### Task prompt:
Which lines in the rows below contain the word "sweater"? Extract each of them in full.

### Data shown:
□ □ □

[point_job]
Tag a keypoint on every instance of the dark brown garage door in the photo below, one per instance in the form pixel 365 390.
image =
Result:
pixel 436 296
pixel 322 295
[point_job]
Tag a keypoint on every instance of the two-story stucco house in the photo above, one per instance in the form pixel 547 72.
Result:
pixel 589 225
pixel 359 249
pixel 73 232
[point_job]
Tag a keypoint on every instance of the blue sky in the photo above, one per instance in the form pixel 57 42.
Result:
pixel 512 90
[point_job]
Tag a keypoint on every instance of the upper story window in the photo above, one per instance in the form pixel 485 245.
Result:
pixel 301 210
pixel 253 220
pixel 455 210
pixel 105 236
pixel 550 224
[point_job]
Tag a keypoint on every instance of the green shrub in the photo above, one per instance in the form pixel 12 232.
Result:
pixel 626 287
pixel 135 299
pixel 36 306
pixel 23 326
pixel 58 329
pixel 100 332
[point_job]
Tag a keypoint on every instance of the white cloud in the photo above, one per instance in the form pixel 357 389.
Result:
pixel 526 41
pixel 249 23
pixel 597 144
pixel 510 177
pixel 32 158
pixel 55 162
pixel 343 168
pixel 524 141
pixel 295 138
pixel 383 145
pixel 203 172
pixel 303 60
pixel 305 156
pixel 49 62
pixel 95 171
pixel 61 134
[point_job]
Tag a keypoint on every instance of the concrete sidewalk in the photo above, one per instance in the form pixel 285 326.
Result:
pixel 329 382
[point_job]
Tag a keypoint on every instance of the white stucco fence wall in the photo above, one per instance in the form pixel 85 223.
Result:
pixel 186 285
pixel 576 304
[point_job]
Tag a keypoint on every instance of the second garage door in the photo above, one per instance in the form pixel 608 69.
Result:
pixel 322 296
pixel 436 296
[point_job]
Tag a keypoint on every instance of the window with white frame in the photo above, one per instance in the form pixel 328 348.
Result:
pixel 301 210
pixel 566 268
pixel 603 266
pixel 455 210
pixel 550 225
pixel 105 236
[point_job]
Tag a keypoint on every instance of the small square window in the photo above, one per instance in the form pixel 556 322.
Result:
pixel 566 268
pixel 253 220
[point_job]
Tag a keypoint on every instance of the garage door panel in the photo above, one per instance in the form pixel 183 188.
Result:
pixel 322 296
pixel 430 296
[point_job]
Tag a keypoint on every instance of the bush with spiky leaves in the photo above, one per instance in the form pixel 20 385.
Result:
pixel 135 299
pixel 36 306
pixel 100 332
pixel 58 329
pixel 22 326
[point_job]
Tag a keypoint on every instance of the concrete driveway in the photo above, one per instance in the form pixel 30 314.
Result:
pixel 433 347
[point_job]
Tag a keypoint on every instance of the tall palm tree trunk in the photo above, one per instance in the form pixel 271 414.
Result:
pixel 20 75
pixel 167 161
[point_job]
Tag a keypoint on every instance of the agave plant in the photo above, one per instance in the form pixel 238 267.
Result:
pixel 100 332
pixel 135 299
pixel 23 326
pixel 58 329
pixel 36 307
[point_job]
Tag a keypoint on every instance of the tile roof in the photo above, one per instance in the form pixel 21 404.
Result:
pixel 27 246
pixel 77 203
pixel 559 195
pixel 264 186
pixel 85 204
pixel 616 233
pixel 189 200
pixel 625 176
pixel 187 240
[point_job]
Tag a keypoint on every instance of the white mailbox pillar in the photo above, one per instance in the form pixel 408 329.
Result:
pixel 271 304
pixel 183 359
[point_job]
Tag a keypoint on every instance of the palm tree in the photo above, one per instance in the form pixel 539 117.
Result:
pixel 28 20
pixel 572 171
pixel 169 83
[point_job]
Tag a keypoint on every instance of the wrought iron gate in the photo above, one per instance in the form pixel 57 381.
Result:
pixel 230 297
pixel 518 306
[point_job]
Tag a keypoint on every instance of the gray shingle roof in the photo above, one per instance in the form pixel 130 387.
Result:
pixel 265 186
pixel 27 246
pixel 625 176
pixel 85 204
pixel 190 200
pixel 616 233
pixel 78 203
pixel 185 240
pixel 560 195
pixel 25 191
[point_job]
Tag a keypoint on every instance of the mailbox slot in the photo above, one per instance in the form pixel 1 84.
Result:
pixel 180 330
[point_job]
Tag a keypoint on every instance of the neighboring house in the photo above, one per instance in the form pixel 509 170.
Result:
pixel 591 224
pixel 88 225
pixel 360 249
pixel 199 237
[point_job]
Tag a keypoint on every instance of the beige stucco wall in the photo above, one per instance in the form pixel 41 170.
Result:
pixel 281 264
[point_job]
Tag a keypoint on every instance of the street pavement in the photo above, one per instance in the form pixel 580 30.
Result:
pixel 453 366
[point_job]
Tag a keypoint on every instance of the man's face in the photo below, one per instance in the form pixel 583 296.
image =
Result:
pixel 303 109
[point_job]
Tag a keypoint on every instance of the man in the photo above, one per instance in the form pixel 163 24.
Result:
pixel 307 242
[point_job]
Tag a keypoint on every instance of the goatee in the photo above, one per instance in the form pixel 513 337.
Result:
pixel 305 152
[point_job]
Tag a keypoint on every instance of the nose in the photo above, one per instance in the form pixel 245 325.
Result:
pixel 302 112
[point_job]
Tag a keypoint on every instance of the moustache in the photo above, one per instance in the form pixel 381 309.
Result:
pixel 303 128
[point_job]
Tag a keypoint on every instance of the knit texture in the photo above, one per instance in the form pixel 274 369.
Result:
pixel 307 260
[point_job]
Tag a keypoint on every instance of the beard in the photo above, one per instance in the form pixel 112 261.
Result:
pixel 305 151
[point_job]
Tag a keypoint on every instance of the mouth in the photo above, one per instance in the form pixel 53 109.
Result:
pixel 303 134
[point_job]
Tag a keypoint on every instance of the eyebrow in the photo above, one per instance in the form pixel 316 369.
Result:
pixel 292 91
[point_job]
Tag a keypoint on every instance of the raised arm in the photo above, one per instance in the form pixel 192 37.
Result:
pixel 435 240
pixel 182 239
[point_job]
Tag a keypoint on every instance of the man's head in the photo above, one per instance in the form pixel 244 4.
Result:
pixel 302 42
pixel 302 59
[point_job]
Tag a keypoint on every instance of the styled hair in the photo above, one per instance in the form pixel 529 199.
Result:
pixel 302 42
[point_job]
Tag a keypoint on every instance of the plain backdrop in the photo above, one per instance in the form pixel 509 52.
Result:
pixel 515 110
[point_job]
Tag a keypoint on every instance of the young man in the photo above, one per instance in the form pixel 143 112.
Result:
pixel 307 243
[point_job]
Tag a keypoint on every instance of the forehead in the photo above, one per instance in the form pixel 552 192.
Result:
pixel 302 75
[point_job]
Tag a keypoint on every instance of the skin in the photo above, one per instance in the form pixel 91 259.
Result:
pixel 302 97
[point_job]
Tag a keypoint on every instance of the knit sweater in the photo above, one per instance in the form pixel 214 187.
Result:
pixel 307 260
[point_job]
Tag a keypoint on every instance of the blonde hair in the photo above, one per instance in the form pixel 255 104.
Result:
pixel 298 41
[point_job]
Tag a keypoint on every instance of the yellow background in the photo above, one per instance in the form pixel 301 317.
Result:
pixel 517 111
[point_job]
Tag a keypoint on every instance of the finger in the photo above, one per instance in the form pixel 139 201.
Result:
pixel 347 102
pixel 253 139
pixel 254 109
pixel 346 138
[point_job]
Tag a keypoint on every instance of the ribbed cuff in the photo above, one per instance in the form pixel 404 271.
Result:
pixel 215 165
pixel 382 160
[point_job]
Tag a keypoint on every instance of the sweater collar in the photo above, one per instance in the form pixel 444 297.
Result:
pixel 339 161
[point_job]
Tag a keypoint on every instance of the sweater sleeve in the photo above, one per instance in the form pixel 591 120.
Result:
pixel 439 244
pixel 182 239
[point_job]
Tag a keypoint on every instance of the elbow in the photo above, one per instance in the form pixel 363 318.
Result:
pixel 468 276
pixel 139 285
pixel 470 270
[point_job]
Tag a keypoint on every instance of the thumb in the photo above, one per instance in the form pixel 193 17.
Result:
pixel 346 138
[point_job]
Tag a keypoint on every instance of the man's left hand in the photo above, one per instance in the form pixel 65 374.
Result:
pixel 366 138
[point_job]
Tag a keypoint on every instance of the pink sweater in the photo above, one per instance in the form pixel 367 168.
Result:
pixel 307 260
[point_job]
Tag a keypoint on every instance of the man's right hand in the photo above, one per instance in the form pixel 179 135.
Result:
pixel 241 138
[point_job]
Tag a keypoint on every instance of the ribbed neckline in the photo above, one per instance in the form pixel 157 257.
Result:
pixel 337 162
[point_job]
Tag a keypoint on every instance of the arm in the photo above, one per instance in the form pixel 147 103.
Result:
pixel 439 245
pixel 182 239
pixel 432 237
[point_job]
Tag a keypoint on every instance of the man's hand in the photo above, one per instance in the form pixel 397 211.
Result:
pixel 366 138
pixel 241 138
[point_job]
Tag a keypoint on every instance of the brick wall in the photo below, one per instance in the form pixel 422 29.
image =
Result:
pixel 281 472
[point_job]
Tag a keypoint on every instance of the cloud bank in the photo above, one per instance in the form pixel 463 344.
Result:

□ □ □

### Finished exercise:
Tag a keypoint on every instance of the knit sweater in the photo above, one per instance in the form pixel 214 187.
Tag a keypoint on every instance of the sweater collar in the photo above, one per instance in the form pixel 444 297.
Tag a keypoint on every instance of the sweater sleeve in the photo above, one per instance in the form pixel 591 120.
Tag a keypoint on every instance of the pink sweater in the photo above, one per instance in the form pixel 367 168.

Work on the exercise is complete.